[Natural language region descriptions]
________________________________________
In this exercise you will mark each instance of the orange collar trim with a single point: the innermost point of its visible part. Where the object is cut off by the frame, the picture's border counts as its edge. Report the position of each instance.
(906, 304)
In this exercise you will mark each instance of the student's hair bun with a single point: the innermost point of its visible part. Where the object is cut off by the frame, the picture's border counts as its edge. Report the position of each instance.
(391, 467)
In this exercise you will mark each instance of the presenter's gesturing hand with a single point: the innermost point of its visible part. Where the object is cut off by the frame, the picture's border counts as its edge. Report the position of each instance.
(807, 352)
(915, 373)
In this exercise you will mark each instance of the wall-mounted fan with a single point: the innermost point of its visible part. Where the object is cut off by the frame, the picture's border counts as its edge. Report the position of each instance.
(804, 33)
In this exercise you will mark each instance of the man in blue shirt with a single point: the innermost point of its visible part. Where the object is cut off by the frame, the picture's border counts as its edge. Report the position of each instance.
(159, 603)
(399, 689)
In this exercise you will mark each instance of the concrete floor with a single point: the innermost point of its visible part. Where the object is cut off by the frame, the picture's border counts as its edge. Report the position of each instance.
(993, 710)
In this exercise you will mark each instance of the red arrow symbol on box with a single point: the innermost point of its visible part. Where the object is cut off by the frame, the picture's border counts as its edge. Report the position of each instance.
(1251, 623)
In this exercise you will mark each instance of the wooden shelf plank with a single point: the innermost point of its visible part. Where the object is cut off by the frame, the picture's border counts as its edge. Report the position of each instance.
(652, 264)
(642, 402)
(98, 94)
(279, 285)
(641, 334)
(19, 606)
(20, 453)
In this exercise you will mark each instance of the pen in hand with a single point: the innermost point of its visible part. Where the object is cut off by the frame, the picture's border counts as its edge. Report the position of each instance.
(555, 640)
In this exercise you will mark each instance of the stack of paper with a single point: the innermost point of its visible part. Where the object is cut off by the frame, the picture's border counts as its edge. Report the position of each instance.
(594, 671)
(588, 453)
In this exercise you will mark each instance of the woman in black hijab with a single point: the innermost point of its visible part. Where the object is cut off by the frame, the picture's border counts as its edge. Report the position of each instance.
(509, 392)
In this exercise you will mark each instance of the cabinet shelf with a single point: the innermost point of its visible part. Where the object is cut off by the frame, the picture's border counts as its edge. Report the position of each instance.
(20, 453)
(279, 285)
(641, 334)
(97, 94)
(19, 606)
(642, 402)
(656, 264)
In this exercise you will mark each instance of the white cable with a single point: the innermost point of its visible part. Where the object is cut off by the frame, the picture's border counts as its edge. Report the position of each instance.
________________________________________
■ ASSIGNED TASK: Nothing in the entries may be left out; each line is to be output exactly.

■ REPLY TO THE TASK:
In this exercise you will mark each instance of the orange collar trim with a single point: the innermost point of its visible part. Where the object is cut off by the frame, the picture's border counts as its edge. Report the position of each instance.
(906, 304)
In this exercise you will mark each instance of the student's hair bun with a single point: the innermost point of its visible part. Where the object is cut off by the frame, the picture's border counts as its edge. Report the position of each instance.
(391, 467)
In this exercise you will mark each instance of the presenter's gesturing hand with a single point: the innermost point of its visible part. Where the object is cut off by the frame, the picture's border counts as its edge. Report the position of each instance.
(807, 352)
(915, 373)
In this exercise you will mark each instance of the wall-mounted fan with a single point: the innermost point of its visible part. Where the object is cut off by the frame, the picture's border counts as its edge. Report the position of each instance.
(804, 33)
In this exercise you will mark each instance of the man in blue shirt with a single point: the innermost point of its visible part. Where the object is cut off by the frame, the picture's border counts as its edge. Report the position of each instance.
(159, 603)
(399, 689)
In this exercise you will mark each instance of the concrete floor with a single point: the innermost point of its visible part. Where the object is cut off by the frame, the picture's border counts as its edge. Report the position of each instance.
(993, 710)
In this exercise you will mark each instance of the red arrow symbol on box with a single point: the innermost point of its visible part. Where the object is cut off by the frame, the picture's border counts as its edge. Report the position of each instance.
(1251, 623)
In this exercise you will mark each instance of the wooden shelf plank with a single point: the innermost point of its visible part. Where the object is cut off by the frame, the picture's border counts as its edge. Report the position of each instance.
(652, 264)
(642, 402)
(98, 94)
(279, 285)
(641, 334)
(19, 606)
(20, 453)
In this exercise you will mark each instance of the pen in hand with a single point: the innermost point of its visible part. Where the object is cut off by the frame, the picture's border counts as its edge. Report the position of each instance.
(555, 640)
In this exercise you will mark each instance of the stack of paper with a single point: the innermost point of its visible part. Where the object is cut off by the frame, the picture's border counts as its edge. Report the position of each instance.
(594, 671)
(588, 453)
In this exercise you will mark each instance of the woman in black hijab with a single point: the innermost point of its visible part. Where the object is cut off by the frame, the picture's border counts as its edge. Report the position of each instance.
(509, 392)
In this exercise you will mark each instance of the cabinet shelf with a single point: the innermost point of its visible part. Where the object is cut off by the frame, the picture's border counts as its edge. Report the position of each instance.
(20, 453)
(279, 285)
(641, 334)
(97, 94)
(19, 606)
(642, 402)
(656, 264)
In this exercise you will mark each instance of the white cable with a single point: the innermost point of its visible part. Where the object is cut off by the frame, the picture's border counts as its edge. Report the position of each instance.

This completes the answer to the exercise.